··· Trecho do documento ···

Umas florzinha
E o que aconteceu daí foi supreendente. Acho que foi a primeira vez que as respostas que obtive sobre machismo não me ajudaram. Ao serem consultadas, as mulheres com quem mais falo disso e sempre me estonteiam com suas observações dessa vez me deixaram meio na mesma. Não encontrei uma resposta delas. E daí, fiquei matutano sobre isso, do porque dessa vez as respostas da mulheres não me ajudaram.
As
purpurinas mais insistentes ainda se mantem
mesmo após uma semana. Um monte de coisa acontece no carnaval né, muitas
rodando em torno das brincadeiras amorosas e eróticas que a santa bagaceira maravilhosa
produz nas relações. Mas uma hora acaba né, e a gente volta, o ano efetivamente
começa e a vida se retoma. Cheia dos balacobaco ocorridos e que nos farão
companhia pelo do resto ano, mas a vida
se retoma. No mundo dos ciclos e dessas engenharias misteriosas aí que o
carnaval participa é assim que o trem
funciona.
Daí,
que nessas idas e vindas do carnaval e suas inquietações uma amiga tava me dizendo que as feministas estão
chamando de Primavera Feminista essa série de eventos que eclodiram ai em 2015.
Aproveitei então essa semaninha de rearrumações para o cotidiano e fiquei
revendo comigo como essa chuva de flores
me chegou lá em 2015 e ficou me rondando até o finzinho do carnaval, onde flores
também não faltaram. E nessas, lembrei de um
#meuamigosecreto que uma amiga
escreveu e que me deixou com uma dessas pergunta que não larga mais a gente: O que nós homens devemos fazer
quando vemos outros caras fazendo umas coisa dessas que as mina nos apontam como
escrotice machista? E quando é a gente mesmo? Qual deve ser nosso proceder?

··· Itens do conjunto ···

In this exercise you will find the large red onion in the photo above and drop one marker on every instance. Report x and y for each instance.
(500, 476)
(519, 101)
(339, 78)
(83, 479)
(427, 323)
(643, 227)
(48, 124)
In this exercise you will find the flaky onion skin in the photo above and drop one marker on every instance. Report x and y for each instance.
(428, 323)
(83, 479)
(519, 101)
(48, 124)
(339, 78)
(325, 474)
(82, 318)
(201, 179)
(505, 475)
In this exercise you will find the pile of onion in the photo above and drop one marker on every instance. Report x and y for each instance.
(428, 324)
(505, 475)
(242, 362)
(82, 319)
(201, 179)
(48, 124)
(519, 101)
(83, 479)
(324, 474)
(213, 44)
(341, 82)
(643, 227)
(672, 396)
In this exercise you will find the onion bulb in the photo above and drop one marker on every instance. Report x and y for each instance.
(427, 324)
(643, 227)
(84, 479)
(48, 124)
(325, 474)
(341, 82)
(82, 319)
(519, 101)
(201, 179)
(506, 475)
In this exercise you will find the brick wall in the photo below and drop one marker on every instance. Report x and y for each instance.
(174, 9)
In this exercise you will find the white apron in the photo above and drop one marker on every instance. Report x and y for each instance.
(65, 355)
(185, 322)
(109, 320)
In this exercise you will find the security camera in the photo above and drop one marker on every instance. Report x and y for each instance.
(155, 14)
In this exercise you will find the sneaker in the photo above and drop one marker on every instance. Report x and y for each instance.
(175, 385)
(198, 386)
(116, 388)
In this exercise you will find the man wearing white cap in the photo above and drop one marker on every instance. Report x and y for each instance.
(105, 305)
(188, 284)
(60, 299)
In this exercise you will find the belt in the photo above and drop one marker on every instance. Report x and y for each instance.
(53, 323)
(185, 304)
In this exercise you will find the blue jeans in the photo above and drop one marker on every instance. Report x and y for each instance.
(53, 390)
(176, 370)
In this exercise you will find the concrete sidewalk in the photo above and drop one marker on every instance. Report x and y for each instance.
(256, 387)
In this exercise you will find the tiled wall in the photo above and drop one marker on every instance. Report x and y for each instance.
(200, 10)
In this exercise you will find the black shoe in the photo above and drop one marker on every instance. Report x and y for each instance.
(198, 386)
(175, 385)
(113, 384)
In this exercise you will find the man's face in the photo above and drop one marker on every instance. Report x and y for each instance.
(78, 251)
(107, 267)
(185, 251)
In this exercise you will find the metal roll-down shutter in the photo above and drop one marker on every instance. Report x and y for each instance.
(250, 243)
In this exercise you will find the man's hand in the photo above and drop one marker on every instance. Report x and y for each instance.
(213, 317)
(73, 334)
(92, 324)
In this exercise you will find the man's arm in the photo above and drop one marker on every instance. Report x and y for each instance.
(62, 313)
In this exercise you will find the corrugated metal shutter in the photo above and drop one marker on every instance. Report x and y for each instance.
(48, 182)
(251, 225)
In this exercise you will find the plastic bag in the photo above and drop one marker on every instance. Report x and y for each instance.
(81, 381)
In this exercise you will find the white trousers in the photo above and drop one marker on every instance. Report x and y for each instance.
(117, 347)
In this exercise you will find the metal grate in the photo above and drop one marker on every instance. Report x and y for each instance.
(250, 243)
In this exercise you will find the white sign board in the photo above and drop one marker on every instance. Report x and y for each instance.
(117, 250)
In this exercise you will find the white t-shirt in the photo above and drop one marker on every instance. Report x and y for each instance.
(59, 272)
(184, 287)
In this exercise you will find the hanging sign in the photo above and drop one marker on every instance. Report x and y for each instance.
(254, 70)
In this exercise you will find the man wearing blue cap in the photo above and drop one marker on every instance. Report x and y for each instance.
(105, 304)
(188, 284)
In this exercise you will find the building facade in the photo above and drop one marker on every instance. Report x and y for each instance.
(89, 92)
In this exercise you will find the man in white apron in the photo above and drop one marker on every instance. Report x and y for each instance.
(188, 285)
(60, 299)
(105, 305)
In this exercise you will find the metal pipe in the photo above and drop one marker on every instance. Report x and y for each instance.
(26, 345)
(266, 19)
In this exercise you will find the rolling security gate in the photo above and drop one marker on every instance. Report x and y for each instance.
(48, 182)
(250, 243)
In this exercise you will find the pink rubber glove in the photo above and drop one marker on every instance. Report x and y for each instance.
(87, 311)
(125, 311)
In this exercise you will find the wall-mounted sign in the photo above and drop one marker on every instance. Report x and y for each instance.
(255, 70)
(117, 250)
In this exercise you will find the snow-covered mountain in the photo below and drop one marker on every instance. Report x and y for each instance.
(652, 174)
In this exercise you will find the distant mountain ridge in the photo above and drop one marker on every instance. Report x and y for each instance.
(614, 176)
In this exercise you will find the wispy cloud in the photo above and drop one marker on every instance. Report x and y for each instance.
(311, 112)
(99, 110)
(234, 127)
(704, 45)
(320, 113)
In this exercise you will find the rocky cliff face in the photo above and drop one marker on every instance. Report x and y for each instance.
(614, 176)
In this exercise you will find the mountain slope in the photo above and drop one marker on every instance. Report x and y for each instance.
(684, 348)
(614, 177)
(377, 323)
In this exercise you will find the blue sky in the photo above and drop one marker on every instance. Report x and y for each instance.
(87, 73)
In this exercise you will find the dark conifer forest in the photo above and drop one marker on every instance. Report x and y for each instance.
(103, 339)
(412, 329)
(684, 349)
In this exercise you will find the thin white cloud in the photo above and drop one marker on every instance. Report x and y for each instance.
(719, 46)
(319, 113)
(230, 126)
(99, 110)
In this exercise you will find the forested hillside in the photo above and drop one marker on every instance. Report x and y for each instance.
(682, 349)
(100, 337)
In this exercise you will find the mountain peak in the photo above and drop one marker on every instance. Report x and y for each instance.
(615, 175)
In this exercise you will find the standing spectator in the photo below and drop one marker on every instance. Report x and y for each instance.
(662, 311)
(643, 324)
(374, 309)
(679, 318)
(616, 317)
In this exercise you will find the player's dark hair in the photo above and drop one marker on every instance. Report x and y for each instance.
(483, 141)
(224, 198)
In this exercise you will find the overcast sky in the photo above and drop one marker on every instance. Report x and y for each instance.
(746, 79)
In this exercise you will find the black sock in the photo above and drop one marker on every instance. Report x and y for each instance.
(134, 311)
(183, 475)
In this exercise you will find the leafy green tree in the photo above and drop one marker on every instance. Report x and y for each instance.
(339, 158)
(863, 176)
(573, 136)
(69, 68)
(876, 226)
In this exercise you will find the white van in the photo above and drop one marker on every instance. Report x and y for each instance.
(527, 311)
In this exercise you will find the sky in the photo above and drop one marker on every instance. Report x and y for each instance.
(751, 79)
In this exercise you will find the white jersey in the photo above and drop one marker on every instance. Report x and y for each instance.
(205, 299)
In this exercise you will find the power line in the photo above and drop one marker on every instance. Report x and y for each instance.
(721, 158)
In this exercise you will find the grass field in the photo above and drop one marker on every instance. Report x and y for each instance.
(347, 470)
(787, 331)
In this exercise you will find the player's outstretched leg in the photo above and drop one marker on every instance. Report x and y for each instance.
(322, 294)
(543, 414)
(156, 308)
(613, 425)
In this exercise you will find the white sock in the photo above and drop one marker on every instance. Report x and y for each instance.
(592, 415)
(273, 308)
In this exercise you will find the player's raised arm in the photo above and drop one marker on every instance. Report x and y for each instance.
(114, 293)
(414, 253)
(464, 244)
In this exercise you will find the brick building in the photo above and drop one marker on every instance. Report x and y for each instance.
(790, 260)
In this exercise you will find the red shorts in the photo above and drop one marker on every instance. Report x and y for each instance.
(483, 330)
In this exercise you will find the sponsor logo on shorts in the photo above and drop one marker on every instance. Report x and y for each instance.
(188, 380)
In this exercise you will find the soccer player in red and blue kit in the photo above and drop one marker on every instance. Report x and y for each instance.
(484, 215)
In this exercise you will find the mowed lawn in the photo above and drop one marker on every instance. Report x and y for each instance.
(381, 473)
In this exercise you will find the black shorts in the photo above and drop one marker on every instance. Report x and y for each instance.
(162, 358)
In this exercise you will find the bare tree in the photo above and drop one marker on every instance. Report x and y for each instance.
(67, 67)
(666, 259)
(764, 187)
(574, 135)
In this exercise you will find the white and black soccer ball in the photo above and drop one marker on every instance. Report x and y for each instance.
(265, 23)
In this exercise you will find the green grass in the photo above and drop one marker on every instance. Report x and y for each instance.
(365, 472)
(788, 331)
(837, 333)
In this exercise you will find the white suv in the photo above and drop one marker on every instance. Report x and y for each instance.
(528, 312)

···

**Tarefas a realizar:**
(a) Segundo o texto sobre carnaval e machismo, as purpurinas mais insistentes ainda se mantêm mesmo após quanto tempo?
(b) Reproduza, palavra por palavra, todo o trecho do texto sobre carnaval e machismo que vai de "Umas florzinha" até "mulheres não me ajudaram.".
(c) Dê continuidade ao texto sobre carnaval e machismo a partir do ponto em que ele termina.

**Respostas esperadas:**
(a) Mesmo após uma semana.

(b)
Umas florzinha
E o que aconteceu daí foi supreendente. Acho que foi a primeira vez que as respostas que obtive sobre machismo não me ajudaram. Ao serem consultadas, as mulheres com quem mais falo disso e sempre me estonteiam com suas observações dessa vez me deixaram meio na mesma. Não encontrei uma resposta delas. E daí, fiquei matutano sobre isso, do porque dessa vez as respostas da mulheres não me ajudaram.

(c)
A
frase escrita pela minha amiga foi : Quando eu descobri tudo isso e coloquei a
boca no trombone, meu amigo secreto me chamou de “mulherzinha”, achando que
isso era ofensa. Todos os amigos dele sabem o quanto ele é perverso com as
mulheres e conhecem todas as suas histórias mas continuam respeitando ele
porque afinal, ele só tem problemas com “mulheres”.
Olha,
foi foda viu. Tô meio azuretado com essa história até agora e sei que não vai passar
tão cedo. E o motivo é simples: essa forma de agir que ela descreve serviu
direitinho pra mim. Quantas e quantas vezes não vi ou fui o provocador de situações
explícitas de machismo - da piadinha “descontraída” à agressão explícita - e me
evadi com alguma máxima inconteste tipo “Isso
é problema deles” ou “Sei lá né, cada um cada um, essas treta ai é com eles” e outras frases prontas do
universo masculino. Mesmo com meus parcos recurso afetivos pra lidar com
situações como essas, diante desse relato senti o cheiro de minha própria
covardia machista Daí, como em outra vezes, na ausência de homens pra falar
sobre isso, fui procurar algumas amigas. Fui pedir ajuda. O que que eu faço, me ajuda a pensar? Me ajuda a entender isso que eu
to sentindo...
E
o que aconteceu daí foi supreendente. Acho que foi a primeira vez que as
respostas que obtive sobre machismo não
me ajudaram. Ao serem consultadas, as mulheres com quem mais falo disso e
sempre me estonteiam com suas observações dessa vez me deixaram meio na mesma.
Não encontrei uma resposta delas. E daí fiquei matutano sobre isso, do porque dessa
vez as respostas da mulheres não me
ajudaram.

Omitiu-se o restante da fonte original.